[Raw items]
########
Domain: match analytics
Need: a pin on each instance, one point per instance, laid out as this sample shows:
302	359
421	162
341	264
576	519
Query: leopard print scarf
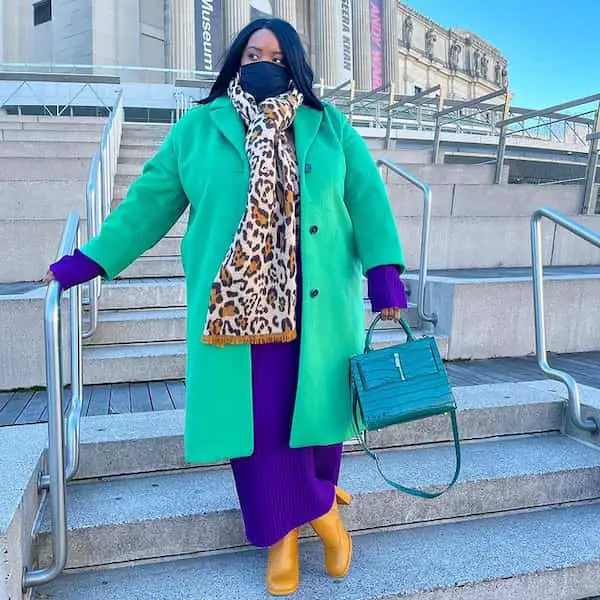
########
Quote all of the items above word for word, leaving the pictures out of your answer.

Domain: match analytics
Need: a pin on each instance, one point per instance, laid out as this sample shows:
302	359
421	162
341	264
576	519
Query: leopard print scarf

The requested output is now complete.